• [Отрывок]:
════════════════
Божественный Логос, восстание против либеральной диктатуры, злой рок постгуманизма

20.02.2023
В декабре 2022 года ГКЗ им. А. М. Каца в Новосибирске принимал Первый Сибирский форум ВРНС с участием глав Правительства Новосибирской области и Новосибирской митрополии Русской Православной Церкви. В числе спикеров мероприятия выступил самый известный философ современной России Александр Дугин, с которым корреспондент Leaders Today Александр Зонов побеседовал немногим позже в Москве.

АЛЕКСАНДР ЗОНОВ: Александр Гельевич, каково значение философии в наши дни и кому эта наука может пригодиться?

АЛЕКСАНДР ДУГИН:На мой взгляд, философия предназначена для особого типа людей, которые тяготеют к вертикали: к глубине, к высоте. В этом смысле Платоновская идея государства, которым управляют люди, пробившиеся к свету философии, сопряжённому с религией, с духом — очень правильная. Собственно, в этом моя цель: донести до людей идею о том, что, мы должны резервировать в нашей культуре центральное место для того «золотого трона», который должен быть ядром государства. Так что я призываю не столько к занятиям философией, сколько к почитанию её и помещению в центр всего: экономики, социальной жизни, политики. В конце концов, даже большинство наук являются лишь прикладными аспектами философии. Не случайно ведь на Западе докторская степень называется PhD, то есть «доктор философии», и тот, кто игнорирует философию – такого звания иметь не достоин. То есть, строго говоря, это даже и не учёный вовсе.

А.З. А в чём заключается отличие философии от науки? Не зря ведь, например, математику нередко рассматривают как дисциплину, находящуюся на пересечении философии и науки, физику – больше как науку, а этику – как философию. Где проходят границы этих понятий?
════════════════
• [Перечень]:
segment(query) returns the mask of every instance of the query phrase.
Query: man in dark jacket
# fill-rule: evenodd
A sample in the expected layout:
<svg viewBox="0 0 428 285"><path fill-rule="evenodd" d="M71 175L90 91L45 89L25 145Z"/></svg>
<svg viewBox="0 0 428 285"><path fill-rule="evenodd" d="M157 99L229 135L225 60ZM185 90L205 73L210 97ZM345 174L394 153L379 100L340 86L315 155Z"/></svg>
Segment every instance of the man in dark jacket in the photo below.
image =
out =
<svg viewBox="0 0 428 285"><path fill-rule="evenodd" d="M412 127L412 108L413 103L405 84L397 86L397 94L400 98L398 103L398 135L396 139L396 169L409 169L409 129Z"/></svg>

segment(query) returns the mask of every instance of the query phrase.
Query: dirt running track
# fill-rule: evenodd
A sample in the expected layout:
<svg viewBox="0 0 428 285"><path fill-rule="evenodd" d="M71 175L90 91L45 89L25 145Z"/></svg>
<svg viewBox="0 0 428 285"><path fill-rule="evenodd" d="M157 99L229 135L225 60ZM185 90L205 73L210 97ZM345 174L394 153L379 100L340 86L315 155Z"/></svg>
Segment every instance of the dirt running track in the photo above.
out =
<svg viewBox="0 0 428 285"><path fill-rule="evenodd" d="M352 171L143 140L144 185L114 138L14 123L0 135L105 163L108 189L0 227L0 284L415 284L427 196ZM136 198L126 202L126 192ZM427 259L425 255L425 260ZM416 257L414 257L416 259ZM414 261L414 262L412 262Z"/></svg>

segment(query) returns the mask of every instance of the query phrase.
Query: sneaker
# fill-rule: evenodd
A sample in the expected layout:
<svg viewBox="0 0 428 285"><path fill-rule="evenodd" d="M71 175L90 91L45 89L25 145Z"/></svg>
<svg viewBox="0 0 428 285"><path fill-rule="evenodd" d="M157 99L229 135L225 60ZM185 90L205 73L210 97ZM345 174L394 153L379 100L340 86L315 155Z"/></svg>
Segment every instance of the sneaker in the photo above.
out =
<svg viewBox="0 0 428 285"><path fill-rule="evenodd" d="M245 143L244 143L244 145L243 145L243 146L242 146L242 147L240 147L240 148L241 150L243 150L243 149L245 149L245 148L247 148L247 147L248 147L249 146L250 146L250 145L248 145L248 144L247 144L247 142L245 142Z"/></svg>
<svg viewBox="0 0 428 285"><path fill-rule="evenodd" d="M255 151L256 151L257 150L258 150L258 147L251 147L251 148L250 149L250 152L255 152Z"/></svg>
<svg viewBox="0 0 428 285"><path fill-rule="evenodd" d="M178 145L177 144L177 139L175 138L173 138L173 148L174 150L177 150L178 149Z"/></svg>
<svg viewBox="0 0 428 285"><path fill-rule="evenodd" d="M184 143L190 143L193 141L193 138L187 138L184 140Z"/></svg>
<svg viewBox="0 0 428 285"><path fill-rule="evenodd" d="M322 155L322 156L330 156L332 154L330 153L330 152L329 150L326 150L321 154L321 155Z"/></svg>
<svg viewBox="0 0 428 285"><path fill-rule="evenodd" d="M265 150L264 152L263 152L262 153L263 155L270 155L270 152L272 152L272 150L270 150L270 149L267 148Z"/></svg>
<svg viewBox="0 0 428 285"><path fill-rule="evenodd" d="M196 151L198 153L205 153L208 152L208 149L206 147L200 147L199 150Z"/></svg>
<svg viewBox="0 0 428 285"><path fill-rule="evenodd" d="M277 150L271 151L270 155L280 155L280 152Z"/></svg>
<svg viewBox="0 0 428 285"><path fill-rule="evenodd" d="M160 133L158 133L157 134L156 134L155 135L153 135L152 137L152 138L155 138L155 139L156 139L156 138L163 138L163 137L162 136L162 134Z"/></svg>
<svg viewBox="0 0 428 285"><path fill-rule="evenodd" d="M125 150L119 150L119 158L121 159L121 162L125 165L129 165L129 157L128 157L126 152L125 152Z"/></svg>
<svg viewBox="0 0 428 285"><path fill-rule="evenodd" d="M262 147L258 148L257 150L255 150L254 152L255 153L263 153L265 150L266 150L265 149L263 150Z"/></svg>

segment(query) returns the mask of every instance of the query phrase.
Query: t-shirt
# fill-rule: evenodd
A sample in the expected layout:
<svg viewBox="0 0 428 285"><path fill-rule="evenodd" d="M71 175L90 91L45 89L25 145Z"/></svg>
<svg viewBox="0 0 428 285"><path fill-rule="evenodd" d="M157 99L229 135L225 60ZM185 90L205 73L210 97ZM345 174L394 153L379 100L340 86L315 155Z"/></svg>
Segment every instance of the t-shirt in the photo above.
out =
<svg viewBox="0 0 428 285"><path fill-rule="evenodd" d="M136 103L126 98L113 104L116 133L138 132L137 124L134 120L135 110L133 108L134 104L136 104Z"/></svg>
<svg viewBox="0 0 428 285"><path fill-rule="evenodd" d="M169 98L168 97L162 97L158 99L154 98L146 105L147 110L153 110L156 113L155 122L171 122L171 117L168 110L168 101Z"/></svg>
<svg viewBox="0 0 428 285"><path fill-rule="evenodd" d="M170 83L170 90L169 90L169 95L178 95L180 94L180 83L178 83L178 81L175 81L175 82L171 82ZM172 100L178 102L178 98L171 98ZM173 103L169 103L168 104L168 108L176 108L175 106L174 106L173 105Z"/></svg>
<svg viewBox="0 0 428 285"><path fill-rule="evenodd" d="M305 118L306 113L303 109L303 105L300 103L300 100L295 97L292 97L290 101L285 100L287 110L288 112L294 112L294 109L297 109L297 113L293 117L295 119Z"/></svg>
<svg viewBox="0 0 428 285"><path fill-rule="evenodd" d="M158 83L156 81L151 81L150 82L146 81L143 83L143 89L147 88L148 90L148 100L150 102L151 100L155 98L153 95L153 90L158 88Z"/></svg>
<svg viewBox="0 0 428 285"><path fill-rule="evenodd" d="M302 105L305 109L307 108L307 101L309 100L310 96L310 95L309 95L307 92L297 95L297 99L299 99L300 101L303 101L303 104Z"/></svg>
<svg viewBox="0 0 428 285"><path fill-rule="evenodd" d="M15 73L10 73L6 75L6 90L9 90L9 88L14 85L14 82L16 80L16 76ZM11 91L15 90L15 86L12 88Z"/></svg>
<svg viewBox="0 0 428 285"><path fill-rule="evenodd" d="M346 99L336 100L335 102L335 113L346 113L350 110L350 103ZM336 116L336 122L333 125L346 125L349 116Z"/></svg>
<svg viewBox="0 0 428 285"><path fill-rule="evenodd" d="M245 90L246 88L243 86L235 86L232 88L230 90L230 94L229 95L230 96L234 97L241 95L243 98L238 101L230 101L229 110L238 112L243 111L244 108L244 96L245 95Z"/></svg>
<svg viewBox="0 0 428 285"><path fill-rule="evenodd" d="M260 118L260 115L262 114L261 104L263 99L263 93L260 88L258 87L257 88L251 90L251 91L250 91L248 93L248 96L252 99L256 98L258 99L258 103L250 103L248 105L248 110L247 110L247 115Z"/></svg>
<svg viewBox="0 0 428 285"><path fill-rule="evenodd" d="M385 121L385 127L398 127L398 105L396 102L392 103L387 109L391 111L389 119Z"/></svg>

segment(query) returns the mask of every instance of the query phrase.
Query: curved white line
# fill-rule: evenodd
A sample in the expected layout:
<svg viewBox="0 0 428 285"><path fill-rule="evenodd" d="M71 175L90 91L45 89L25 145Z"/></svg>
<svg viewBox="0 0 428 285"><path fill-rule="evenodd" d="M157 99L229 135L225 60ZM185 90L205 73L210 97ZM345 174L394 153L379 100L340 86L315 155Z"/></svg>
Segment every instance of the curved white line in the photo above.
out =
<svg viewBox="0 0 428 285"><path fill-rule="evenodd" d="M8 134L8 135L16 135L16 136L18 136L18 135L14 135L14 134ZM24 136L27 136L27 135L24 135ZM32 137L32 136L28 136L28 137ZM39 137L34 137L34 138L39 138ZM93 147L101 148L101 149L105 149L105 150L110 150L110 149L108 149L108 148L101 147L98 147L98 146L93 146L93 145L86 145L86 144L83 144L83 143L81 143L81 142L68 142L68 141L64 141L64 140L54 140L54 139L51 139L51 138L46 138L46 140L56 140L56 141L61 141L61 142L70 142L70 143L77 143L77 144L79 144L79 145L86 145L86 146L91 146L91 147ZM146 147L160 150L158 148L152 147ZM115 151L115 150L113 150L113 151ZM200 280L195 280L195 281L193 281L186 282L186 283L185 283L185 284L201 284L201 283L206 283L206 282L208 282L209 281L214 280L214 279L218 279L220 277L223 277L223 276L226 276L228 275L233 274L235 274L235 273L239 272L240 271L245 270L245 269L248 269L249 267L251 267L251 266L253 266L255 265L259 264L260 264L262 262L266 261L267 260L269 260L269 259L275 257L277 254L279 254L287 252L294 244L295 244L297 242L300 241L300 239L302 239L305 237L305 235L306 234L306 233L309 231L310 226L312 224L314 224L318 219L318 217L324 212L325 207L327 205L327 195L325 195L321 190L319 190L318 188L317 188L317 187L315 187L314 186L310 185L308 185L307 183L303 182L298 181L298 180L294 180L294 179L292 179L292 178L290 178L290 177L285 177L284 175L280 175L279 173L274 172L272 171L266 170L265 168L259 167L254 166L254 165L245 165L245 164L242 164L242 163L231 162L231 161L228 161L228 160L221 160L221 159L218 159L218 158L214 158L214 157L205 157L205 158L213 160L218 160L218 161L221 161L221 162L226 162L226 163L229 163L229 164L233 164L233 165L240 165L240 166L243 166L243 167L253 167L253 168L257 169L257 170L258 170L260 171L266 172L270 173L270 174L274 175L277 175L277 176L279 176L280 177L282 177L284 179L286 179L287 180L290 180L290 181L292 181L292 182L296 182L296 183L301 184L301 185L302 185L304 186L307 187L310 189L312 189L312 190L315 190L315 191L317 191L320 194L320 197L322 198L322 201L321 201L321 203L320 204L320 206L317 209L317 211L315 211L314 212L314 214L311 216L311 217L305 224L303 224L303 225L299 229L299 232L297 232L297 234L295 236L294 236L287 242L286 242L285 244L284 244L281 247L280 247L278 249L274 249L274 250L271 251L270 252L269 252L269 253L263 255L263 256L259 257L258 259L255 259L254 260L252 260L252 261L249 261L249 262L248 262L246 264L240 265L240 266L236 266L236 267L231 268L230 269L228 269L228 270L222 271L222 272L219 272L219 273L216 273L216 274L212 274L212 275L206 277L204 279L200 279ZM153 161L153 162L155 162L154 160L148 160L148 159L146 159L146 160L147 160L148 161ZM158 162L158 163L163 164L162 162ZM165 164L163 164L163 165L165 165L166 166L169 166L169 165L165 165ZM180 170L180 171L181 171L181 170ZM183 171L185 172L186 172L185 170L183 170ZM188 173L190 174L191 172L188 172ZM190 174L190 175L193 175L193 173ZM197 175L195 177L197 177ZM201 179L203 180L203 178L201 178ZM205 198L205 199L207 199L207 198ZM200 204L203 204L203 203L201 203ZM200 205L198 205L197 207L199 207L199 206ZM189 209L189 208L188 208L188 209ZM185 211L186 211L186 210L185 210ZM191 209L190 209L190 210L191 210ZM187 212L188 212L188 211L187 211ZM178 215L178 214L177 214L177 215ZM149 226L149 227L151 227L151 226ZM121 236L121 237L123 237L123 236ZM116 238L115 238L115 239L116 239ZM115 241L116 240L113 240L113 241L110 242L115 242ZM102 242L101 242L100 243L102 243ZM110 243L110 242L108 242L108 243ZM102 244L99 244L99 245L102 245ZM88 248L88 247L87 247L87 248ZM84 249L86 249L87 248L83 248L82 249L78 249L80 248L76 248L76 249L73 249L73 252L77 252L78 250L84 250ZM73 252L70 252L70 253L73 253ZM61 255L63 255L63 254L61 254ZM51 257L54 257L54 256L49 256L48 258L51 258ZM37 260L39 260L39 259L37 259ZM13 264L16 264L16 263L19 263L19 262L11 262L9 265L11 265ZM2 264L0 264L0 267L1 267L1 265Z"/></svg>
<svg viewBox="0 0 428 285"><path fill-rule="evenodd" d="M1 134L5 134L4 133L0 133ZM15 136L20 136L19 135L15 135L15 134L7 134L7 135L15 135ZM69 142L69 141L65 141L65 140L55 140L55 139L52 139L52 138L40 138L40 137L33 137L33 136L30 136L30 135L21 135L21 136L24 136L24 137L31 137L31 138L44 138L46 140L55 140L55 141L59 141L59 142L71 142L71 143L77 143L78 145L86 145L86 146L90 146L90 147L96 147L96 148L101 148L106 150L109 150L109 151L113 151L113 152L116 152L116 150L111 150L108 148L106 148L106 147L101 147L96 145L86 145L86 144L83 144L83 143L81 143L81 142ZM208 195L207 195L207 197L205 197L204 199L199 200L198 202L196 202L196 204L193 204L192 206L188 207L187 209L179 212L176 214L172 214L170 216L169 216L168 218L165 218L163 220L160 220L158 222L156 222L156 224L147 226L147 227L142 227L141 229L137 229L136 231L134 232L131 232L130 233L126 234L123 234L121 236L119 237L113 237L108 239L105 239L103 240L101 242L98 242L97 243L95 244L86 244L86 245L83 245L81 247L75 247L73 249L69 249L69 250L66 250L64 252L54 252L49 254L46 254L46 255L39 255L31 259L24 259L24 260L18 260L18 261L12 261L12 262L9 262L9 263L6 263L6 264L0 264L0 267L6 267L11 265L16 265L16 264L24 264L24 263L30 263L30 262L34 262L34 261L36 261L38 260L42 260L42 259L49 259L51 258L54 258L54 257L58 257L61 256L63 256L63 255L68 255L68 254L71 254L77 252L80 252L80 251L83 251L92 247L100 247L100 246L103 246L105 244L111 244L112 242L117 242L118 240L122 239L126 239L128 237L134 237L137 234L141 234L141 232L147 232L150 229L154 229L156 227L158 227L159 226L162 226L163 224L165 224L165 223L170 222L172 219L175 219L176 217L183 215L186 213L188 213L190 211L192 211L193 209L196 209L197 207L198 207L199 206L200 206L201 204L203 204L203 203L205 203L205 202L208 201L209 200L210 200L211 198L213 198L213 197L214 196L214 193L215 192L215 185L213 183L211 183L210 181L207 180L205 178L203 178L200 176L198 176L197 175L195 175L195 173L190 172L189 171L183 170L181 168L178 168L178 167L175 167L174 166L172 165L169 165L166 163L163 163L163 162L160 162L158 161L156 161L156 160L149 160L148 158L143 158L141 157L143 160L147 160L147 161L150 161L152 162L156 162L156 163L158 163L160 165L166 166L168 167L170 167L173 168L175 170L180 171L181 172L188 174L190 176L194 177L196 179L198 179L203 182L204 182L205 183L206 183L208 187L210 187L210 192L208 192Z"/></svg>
════════════════
• [Цель]: Перепишите без изменений часть отрывка: всё от слов «А.З. А в чём» и ниже, вплоть до слов «границы этих понятий?».

• [Полный результат]:
А.З. А в чём заключается отличие философии от науки? Не зря ведь, например, математику нередко рассматривают как дисциплину, находящуюся на пересечении философии и науки, физику – больше как науку, а этику – как философию. Где проходят границы этих понятий?